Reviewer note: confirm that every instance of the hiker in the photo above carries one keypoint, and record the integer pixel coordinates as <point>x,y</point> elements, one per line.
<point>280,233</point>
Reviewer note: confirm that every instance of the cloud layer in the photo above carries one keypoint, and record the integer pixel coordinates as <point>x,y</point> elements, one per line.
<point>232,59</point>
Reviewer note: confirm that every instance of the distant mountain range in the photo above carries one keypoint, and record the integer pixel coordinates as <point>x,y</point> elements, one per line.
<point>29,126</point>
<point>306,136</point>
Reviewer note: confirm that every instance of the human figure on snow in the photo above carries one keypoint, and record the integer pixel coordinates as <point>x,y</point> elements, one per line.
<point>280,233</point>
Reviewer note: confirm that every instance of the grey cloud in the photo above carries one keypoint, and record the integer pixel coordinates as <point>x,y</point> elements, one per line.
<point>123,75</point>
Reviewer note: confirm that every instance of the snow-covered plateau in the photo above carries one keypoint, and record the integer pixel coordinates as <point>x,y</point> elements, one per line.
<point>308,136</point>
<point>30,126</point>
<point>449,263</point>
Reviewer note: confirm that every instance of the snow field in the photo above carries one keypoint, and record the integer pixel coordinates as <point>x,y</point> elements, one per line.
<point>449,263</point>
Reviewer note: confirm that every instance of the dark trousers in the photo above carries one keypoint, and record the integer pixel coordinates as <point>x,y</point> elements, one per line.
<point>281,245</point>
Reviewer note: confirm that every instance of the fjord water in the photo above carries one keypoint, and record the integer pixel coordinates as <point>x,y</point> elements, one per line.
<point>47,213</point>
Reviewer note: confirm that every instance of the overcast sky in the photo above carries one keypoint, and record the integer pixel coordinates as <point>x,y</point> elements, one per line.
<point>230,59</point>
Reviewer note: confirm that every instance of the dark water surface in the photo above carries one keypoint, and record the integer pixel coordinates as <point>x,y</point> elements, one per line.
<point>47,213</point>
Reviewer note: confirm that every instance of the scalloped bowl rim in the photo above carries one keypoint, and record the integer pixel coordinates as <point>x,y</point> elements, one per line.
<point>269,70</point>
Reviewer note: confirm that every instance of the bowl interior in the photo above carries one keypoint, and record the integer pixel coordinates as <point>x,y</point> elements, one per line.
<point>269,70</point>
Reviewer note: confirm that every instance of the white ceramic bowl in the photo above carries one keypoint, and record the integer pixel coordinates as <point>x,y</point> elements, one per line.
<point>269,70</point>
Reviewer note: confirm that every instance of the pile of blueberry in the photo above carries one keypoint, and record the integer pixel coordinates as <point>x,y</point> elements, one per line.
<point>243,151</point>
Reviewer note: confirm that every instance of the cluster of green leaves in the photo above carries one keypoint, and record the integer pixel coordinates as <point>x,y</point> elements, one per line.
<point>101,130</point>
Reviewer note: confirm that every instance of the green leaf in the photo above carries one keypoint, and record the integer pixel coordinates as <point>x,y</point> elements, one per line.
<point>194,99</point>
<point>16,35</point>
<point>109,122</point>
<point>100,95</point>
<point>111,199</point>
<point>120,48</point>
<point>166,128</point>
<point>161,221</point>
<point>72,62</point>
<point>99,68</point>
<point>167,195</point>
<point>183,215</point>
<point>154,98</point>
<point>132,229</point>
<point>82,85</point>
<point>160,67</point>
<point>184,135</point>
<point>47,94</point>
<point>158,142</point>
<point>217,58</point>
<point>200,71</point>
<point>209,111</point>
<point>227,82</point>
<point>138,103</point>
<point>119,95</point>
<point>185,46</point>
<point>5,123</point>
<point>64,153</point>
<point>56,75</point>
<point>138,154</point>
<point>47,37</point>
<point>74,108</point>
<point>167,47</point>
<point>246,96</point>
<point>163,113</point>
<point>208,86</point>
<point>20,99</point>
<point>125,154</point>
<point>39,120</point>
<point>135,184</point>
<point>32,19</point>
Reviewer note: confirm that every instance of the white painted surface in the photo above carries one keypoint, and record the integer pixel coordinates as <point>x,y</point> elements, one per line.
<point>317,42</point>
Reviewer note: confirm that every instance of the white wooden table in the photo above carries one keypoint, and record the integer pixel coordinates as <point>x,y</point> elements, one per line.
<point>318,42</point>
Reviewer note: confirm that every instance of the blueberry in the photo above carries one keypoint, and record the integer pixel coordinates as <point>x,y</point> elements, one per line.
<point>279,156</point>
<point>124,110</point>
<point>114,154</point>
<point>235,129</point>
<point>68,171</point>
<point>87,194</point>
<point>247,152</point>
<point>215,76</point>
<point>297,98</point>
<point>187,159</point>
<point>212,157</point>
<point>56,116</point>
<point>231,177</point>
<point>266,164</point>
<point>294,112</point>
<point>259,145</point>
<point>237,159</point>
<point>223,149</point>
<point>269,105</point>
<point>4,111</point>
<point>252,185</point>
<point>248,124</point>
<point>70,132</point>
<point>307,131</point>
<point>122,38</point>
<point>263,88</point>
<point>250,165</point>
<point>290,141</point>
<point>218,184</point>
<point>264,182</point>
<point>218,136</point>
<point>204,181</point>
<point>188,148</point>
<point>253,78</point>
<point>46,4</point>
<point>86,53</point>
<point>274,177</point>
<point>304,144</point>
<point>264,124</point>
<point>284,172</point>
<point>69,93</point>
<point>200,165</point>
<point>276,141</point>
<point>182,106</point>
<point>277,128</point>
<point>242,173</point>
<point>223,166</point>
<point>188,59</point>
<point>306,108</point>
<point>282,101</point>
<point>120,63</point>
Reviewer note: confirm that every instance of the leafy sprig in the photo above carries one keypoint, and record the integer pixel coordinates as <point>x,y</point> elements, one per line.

### Task directions:
Retype the rows above word for word, covering all of them from first to last.

### Answer below:
Reviewer note: confirm that every instance of the hiker in the photo above carries one keypoint, and record the integer pixel coordinates as <point>x,y</point> elements, one per line.
<point>280,233</point>
Reviewer note: confirm that every instance of the cloud layer in the photo above carries one keypoint, and record the integer pixel coordinates as <point>x,y</point> elements, one per line.
<point>232,59</point>
Reviewer note: confirm that every instance of the distant mountain range in the photo above carries one keypoint, and record the integer pixel coordinates as <point>x,y</point> elements, one per line.
<point>29,126</point>
<point>306,136</point>
Reviewer note: confirm that every instance of the human figure on snow in the photo above carries one keypoint, and record the integer pixel coordinates as <point>x,y</point> elements, one per line.
<point>280,233</point>
Reviewer note: confirm that every instance of the grey cloud in the photo above carries one keypoint, and record the integer pixel coordinates as <point>x,y</point> elements, one per line.
<point>123,75</point>
Reviewer note: confirm that every instance of the snow-covered plateau in the photo above carries one keypoint, and record the integer pixel coordinates as <point>x,y</point> elements, one per line.
<point>308,136</point>
<point>30,126</point>
<point>449,263</point>
Reviewer note: confirm that every instance of the snow field in the photo above carries one keypoint, and record the integer pixel coordinates as <point>x,y</point> elements, one per line.
<point>449,263</point>
Reviewer note: confirm that every instance of the dark trousers in the photo above carries one keypoint, and record the integer pixel coordinates as <point>x,y</point> elements, one per line.
<point>281,245</point>
Reviewer note: confirm that every instance of the fjord water in the photo above carries one keypoint, and record the integer pixel coordinates as <point>x,y</point> elements, one per line.
<point>47,213</point>
Reviewer note: confirm that every instance of the overcast sky in the photo above carries one keypoint, and record the integer pixel coordinates as <point>x,y</point> elements, one per line.
<point>230,59</point>
Reviewer note: confirm that every instance of the dark water surface in the photo above carries one keypoint, and record the integer pixel coordinates as <point>x,y</point> elements, one per line.
<point>47,213</point>
Reviewer note: confirm that every instance of the scalloped bowl rim in the photo above carries one keypoint, and record the integer pixel coordinates as <point>x,y</point> elements, one per line.
<point>269,70</point>
Reviewer note: confirm that every instance of the bowl interior in the photo above carries one keypoint, and record the integer pixel coordinates as <point>x,y</point> elements, one per line.
<point>269,70</point>
Reviewer note: confirm that every instance of the white ceramic bowl in the photo above carries one keypoint, and record the integer pixel coordinates as <point>x,y</point> elements, one per line.
<point>269,70</point>
Reviewer note: confirm that every instance of the pile of blueberry in the photo above carries one keypoint, and record the integer pixel coordinates as <point>x,y</point> elements, one per line.
<point>243,151</point>
Reviewer note: confirm that every instance of the cluster of green leaves in the photo above carries one keypoint, and record the integer pixel coordinates as <point>x,y</point> elements, one per line.
<point>101,130</point>
Reviewer note: confirm that every instance of the green leaf in the photo above carries one keypoint, and record the integer pixel coordinates as <point>x,y</point> elements, one per line.
<point>194,99</point>
<point>16,35</point>
<point>109,122</point>
<point>100,95</point>
<point>111,199</point>
<point>120,48</point>
<point>166,128</point>
<point>161,221</point>
<point>72,62</point>
<point>99,68</point>
<point>167,195</point>
<point>183,215</point>
<point>154,98</point>
<point>132,229</point>
<point>82,85</point>
<point>160,67</point>
<point>184,135</point>
<point>47,94</point>
<point>158,142</point>
<point>217,58</point>
<point>200,71</point>
<point>209,111</point>
<point>227,82</point>
<point>138,103</point>
<point>119,95</point>
<point>185,46</point>
<point>5,123</point>
<point>64,153</point>
<point>56,75</point>
<point>138,154</point>
<point>47,37</point>
<point>74,108</point>
<point>167,47</point>
<point>246,96</point>
<point>163,113</point>
<point>208,86</point>
<point>20,99</point>
<point>125,154</point>
<point>39,120</point>
<point>135,184</point>
<point>32,19</point>
Reviewer note: confirm that every instance of the white painted surface in the photo above carries one keypoint, and record the integer pixel coordinates as <point>x,y</point> elements, one per line.
<point>317,42</point>
Reviewer note: confirm that every instance of the white wooden table in the photo above carries one keypoint, and record the integer pixel coordinates as <point>x,y</point> elements, one per line.
<point>318,42</point>
Reviewer note: confirm that every instance of the blueberry in the photo above carries one keypoint, and record the integer pixel coordinates as <point>x,y</point> elements, one per line.
<point>279,156</point>
<point>124,110</point>
<point>114,154</point>
<point>235,129</point>
<point>68,171</point>
<point>87,194</point>
<point>247,152</point>
<point>215,76</point>
<point>297,98</point>
<point>187,159</point>
<point>212,157</point>
<point>56,116</point>
<point>231,177</point>
<point>266,164</point>
<point>294,112</point>
<point>259,145</point>
<point>237,159</point>
<point>223,149</point>
<point>269,105</point>
<point>4,111</point>
<point>252,185</point>
<point>248,124</point>
<point>70,132</point>
<point>307,131</point>
<point>122,38</point>
<point>263,88</point>
<point>250,165</point>
<point>290,141</point>
<point>218,184</point>
<point>264,182</point>
<point>218,136</point>
<point>204,181</point>
<point>188,148</point>
<point>253,78</point>
<point>46,4</point>
<point>86,53</point>
<point>274,177</point>
<point>304,144</point>
<point>264,124</point>
<point>284,172</point>
<point>69,93</point>
<point>200,165</point>
<point>276,141</point>
<point>182,106</point>
<point>277,128</point>
<point>242,173</point>
<point>223,166</point>
<point>188,59</point>
<point>306,108</point>
<point>282,101</point>
<point>120,63</point>
Reviewer note: confirm that every instance of the leafy sprig in the photo above carries one keypoint, and record the integer pixel coordinates as <point>x,y</point> elements, one per line.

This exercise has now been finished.